■ Exercise instructions: Copy verbatim every line of the listing below from the line containing "Where can the sandy" through the end of the listing, including both of these.

(Pointing dataset listing)
########

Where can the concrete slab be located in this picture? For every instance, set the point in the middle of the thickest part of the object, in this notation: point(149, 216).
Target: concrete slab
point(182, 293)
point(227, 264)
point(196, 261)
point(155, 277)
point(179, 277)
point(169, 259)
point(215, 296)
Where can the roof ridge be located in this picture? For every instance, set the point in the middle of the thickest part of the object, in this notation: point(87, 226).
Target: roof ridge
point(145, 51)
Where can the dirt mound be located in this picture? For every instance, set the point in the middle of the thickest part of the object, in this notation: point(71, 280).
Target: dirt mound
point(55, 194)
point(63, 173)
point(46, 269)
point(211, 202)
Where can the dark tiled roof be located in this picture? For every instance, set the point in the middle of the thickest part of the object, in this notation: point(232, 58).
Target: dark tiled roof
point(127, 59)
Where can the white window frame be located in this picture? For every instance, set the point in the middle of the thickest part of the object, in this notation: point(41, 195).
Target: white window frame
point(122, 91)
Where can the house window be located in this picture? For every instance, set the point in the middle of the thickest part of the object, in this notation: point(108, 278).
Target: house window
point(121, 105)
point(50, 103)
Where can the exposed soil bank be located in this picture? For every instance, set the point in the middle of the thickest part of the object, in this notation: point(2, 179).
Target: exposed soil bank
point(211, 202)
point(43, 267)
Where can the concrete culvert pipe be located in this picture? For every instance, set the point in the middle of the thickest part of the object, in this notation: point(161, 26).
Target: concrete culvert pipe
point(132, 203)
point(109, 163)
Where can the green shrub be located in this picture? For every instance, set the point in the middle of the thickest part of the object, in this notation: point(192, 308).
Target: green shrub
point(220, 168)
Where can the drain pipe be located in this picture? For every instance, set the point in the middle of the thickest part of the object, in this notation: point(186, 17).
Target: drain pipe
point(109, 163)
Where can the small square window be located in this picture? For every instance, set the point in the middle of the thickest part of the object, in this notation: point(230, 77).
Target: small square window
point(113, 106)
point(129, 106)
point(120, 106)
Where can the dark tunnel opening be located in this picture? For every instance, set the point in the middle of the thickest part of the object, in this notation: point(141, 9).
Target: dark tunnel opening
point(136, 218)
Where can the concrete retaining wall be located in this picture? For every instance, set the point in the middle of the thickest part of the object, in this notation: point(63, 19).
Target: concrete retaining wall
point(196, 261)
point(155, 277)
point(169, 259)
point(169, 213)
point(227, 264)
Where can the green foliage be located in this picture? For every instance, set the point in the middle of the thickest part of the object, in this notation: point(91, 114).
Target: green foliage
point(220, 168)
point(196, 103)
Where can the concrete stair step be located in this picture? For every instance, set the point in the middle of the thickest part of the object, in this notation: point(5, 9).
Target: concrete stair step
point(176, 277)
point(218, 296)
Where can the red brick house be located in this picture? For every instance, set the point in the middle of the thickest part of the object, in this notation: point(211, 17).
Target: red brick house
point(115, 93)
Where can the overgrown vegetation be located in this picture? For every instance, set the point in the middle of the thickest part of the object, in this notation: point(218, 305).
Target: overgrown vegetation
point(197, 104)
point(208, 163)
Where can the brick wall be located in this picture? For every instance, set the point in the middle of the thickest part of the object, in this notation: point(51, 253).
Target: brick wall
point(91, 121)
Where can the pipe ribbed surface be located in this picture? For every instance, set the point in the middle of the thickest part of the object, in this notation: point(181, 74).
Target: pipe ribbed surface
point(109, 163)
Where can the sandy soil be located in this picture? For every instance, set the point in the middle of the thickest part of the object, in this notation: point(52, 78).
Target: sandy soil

########

■ Expected answer:
Where can the sandy soil be located in this picture? For every instance, set the point in the middle of the thickest part of the object, in this notation: point(52, 78).
Target: sandy soil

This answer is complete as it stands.